Extrait choisi:

——

Sanctions à la pelle

Depuis le 28 février 2022, l'action Yandex est exclue du Nasdaq, la bourse américaine des valeurs technologiques. Auparavant, le cours s'était déjà effondré, passant de 60 dollars en novembre 2021 à 19 dollars fin février 2022. L'afflux de fonds des investisseurs a fortement diminué suite aux sanctions. Peut-être même pire pour Yandex: le cofondateur et actionnaire Arkadi Voloch a été placé sur la liste des sanctions de l'UE, ses avoirs à l'étranger ont été gelés et ne sont plus à la disposition de l'entreprise.

De plus, les sanctions ont des conséquences très pratiques: Yandex n'a plus accès au matériel informatique. L'importation de puces et de semi-conducteurs occidentaux a pratiquement cessé, ce qui est fatal pour un groupe technologique qui a justement un besoin urgent de ces importations high-tech pour le développement de produits.

La fuite des informaticiens

En outre, la Russie a perdu de nombreux spécialistes informatiques hautement qualifiés. «On les a carrément chassés du pays», explique Michael Rochlitz, économiste à l'université de Brême. En effet, suite à la mobilisation pour la guerre en Ukraine, des dizaines de milliers d'experts informatiques russes ont pris la fuite.

——

Origine du matériel:
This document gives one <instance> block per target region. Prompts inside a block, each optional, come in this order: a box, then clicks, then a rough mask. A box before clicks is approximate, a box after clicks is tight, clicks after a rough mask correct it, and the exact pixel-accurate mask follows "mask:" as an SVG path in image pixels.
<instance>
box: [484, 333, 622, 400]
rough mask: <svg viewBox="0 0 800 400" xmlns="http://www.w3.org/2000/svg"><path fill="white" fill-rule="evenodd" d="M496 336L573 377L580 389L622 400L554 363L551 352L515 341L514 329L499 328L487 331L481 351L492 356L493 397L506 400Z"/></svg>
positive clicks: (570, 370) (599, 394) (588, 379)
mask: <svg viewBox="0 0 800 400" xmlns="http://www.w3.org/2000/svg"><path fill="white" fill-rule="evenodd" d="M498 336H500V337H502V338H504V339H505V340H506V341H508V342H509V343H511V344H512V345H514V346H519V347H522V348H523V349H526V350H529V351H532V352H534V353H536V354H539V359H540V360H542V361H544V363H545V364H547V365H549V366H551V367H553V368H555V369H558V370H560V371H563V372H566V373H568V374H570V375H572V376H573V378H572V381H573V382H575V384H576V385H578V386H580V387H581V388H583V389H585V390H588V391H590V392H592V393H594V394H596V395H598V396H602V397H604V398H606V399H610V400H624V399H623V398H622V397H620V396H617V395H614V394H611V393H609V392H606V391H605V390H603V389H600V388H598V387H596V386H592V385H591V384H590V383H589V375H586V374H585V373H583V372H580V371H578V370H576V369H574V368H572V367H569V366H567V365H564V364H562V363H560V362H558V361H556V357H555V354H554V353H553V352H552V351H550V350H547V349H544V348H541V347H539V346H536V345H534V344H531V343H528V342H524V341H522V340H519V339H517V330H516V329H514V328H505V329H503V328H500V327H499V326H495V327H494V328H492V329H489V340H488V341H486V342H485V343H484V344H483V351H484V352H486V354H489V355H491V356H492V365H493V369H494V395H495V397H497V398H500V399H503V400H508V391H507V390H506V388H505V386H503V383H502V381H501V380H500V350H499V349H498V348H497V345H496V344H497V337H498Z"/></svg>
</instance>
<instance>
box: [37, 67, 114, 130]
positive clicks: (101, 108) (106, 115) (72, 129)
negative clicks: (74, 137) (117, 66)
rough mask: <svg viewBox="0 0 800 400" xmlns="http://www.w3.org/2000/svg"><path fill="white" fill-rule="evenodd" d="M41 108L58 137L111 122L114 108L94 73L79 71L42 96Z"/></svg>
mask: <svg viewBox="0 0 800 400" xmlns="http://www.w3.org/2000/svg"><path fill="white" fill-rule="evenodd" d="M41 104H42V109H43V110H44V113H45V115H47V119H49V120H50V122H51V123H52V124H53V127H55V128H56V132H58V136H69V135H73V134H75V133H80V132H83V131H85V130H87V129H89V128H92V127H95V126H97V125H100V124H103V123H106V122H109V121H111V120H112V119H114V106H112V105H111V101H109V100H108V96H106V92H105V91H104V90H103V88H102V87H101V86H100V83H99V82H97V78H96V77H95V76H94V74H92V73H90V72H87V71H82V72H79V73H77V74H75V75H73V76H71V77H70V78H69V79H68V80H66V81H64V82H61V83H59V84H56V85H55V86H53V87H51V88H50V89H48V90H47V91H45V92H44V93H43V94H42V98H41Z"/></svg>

——

Consigne:
Citez intégralement l'extrait sur les sanctions visant Yandex, sans rien y modifier. Le matériel qui figure plus haut forme un ensemble à part.

Réponse:
Sanctions à la pelle

Depuis le 28 février 2022, l'action Yandex est exclue du Nasdaq, la bourse américaine des valeurs technologiques. Auparavant, le cours s'était déjà effondré, passant de 60 dollars en novembre 2021 à 19 dollars fin février 2022. L'afflux de fonds des investisseurs a fortement diminué suite aux sanctions. Peut-être même pire pour Yandex: le cofondateur et actionnaire Arkadi Voloch a été placé sur la liste des sanctions de l'UE, ses avoirs à l'étranger ont été gelés et ne sont plus à la disposition de l'entreprise.

De plus, les sanctions ont des conséquences très pratiques: Yandex n'a plus accès au matériel informatique. L'importation de puces et de semi-conducteurs occidentaux a pratiquement cessé, ce qui est fatal pour un groupe technologique qui a justement un besoin urgent de ces importations high-tech pour le développement de produits.

La fuite des informaticiens

En outre, la Russie a perdu de nombreux spécialistes informatiques hautement qualifiés. «On les a carrément chassés du pays», explique Michael Rochlitz, économiste à l'université de Brême. En effet, suite à la mobilisation pour la guerre en Ukraine, des dizaines de milliers d'experts informatiques russes ont pris la fuite.